◆ What is expected
Copy every entry word for word. Skip the pictures.
Dataset records START
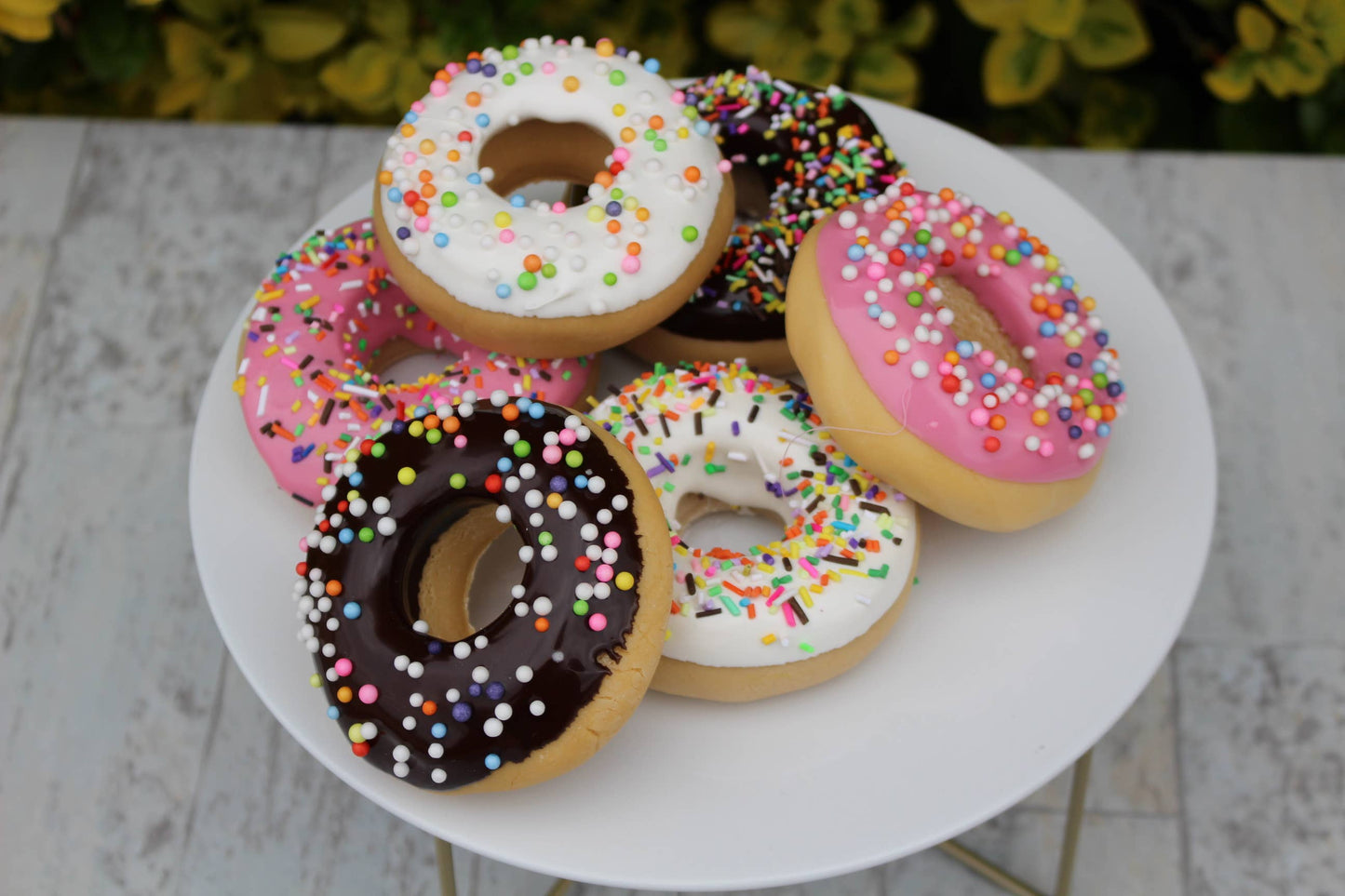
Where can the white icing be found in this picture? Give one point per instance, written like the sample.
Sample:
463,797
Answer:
846,607
477,261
Dataset records END
◆ Solution to the problem
Where can the white icing be found in this picture? Give one point per instance, written like the sample.
Sample:
463,797
Answer:
846,607
477,261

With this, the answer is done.